# [Work order]
Repeat the entries that follow from start to finish, keeping every character.
═══ Dataset records ═══
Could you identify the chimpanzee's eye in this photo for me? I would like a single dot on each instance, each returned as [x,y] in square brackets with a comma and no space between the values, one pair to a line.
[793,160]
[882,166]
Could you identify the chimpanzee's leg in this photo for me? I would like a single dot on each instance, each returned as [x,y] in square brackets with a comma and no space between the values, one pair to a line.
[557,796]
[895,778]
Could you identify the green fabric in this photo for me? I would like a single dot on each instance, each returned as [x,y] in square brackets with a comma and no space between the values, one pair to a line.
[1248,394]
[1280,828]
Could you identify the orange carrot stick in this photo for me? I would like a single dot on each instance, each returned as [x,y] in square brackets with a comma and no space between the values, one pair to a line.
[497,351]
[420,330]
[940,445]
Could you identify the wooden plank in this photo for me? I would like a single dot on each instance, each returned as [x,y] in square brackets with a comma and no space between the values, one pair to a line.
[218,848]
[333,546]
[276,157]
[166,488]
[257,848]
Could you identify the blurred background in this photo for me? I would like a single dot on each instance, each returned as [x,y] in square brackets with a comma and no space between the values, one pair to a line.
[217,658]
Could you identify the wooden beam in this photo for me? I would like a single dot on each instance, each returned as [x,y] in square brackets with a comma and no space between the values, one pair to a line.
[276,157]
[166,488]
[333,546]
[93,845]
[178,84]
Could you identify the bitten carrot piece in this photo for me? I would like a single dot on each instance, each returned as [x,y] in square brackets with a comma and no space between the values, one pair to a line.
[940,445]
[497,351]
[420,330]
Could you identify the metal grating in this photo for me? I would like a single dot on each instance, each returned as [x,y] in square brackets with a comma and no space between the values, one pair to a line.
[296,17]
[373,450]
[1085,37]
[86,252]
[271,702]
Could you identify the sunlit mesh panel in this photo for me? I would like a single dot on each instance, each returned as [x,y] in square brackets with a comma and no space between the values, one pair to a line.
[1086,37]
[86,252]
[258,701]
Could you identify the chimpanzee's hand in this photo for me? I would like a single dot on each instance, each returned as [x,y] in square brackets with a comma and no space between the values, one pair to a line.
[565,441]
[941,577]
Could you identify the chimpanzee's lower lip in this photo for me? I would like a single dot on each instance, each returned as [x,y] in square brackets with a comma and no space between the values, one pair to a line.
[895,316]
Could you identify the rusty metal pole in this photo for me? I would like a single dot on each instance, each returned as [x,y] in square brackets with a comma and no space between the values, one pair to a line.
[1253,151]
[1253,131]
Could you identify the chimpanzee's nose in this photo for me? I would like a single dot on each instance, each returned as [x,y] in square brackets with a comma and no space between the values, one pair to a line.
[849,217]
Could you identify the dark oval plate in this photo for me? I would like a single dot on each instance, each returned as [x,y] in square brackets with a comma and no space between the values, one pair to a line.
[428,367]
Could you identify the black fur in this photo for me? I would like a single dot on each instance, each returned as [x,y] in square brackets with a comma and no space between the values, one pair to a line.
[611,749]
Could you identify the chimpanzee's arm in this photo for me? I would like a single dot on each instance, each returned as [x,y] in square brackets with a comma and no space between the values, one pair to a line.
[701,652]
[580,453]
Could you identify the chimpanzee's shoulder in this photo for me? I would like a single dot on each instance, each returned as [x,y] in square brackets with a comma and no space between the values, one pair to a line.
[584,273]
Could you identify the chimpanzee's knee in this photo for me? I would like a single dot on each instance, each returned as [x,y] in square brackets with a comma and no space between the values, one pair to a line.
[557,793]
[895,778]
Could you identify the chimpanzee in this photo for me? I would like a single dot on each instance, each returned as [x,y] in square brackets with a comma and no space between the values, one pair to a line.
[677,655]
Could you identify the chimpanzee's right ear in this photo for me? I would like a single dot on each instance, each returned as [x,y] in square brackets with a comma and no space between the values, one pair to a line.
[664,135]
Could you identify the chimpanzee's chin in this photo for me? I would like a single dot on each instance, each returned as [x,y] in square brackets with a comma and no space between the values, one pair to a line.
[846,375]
═══
# [Exercise result]
Could you identify the chimpanzee's eye in this photo for me? I would like a single dot on each instance, each returned as [x,y] in square brackets with a comma and no space between the values, one pair to a line.
[793,160]
[882,166]
Could you identify the chimpanzee's leg in this photo for me? I would like a single dot on each instance, each returned as [x,y] in square brackets with a comma and no space between the values, one pair to a line.
[557,796]
[895,778]
Could you identify the green fabric in this photo for me? I would like a single dot on each instance, each returned as [x,y] in square brackets with a comma and no space between the values, one pair to a line.
[1248,394]
[1280,828]
Could you identify the orange carrot stick in this photo for me? I would like a single dot on each instance, each returned as [x,y] in square brackets with a comma and no space between the values, one pair to a line.
[497,351]
[420,330]
[940,445]
Could you identify the wooden plank in this photo for me? I would like a single dot on each instance, each returned as [x,y] in square brackets with a comma and no space between the values, one pair to a line.
[218,848]
[333,546]
[276,157]
[166,488]
[257,848]
Could you identify the blurred background in this photo for me? I would like a single dot on each instance, each returned as [x,y] in square brackets with a comma and no space between the values, one pair to a line.
[217,658]
Could you identify the wooden beam in this photo for me? I would like a single dot on each instance, each returned as [x,y] in square brackets with a comma and no space between the values, one pair to a line.
[276,157]
[166,488]
[333,546]
[93,845]
[178,84]
Could you identify the bitten carrot piece in this photo for me? I would like a single dot on each instance, each returned as [x,y] in square brackets with a comma and no space between the values, one pair to a line.
[940,445]
[497,351]
[420,330]
Could you identify the metal grating in this photo for me? I would like a single dot on each instance, each returned as [x,y] in square brackets with a comma and no space between the values, one pair to a line.
[296,17]
[373,450]
[1085,37]
[86,252]
[271,702]
Could you identify the sunlit mesh panel in this photo for me? I would like a single dot on each instance, each returned as [x,y] in square brackets with a comma and no space between the values, one pair to a line.
[1086,37]
[86,252]
[258,701]
Could you identify the chimpanzee's hand in this photo for me? I would like a single dot on each instance, each returned as [x,y] in square brackets with a comma and no space between the values, one pair to a line.
[565,441]
[941,577]
Could you identify the chimpanzee's lower lip in this photo for me? I would like a single dot on each instance, each returned as [x,y] in square brackets with a comma and no space between the values, one pair to a line.
[895,316]
Could you identify the rusty metal pole in this photo for me? I would like a single dot on each instance, each returned as [x,y] in square brackets with a comma and no space between the values, one pair to a line.
[1253,151]
[1253,131]
Could you identify the chimpanzee's nose in this photo for me? I would like a single dot on each instance, each returned as [x,y] in square brackets with a comma and no space between the values, one pair to a line.
[849,217]
Could you identify the dark oval plate in this photo for me? I would like a single dot on each instance, each returned as [x,y] in square brackets with a comma and no space between the values, one pair to a line.
[428,367]
Could you identify the black fur in this photo for me? I would like a single dot on each instance, each returned as [x,y] in square brackets with a comma and no space between the values, one pair to a line.
[611,749]
Could you identify the chimpanzee's arm in this photo for me? I would like a single dot on each instance, each returned as [x,y] in square brackets with a comma and no space between the values, one pair to a line.
[701,652]
[580,453]
Could you identify the chimpanzee's shoulder in this photo for me? I would like a single dot on each instance, each returned as [x,y] in square brackets with a comma and no space between the values, one pair to a line.
[584,273]
Could you identify the chimpanzee's knee in this photo for me? I would like a single dot on each instance, each returned as [x,y] in square brackets with a comma and no space between the values, one pair to a line.
[557,793]
[895,778]
Could you identify the chimpanzee in this photo for me? I would like a single dot on each instance, each returned as [x,y] in square brackets with a comma and no space between the values, one pair to a line.
[677,655]
Could you identify the chimpanzee's right ear in this photo for me? I would like a single dot on each instance, each returned as [x,y] in square brackets with a comma and no space between the values, one pair to a line.
[664,135]
Could you identify the chimpanzee's chin in this photo for me? I would like a single dot on each instance, each returned as [x,y] in square brackets with a comma and no space between the values, one pair to a line.
[846,375]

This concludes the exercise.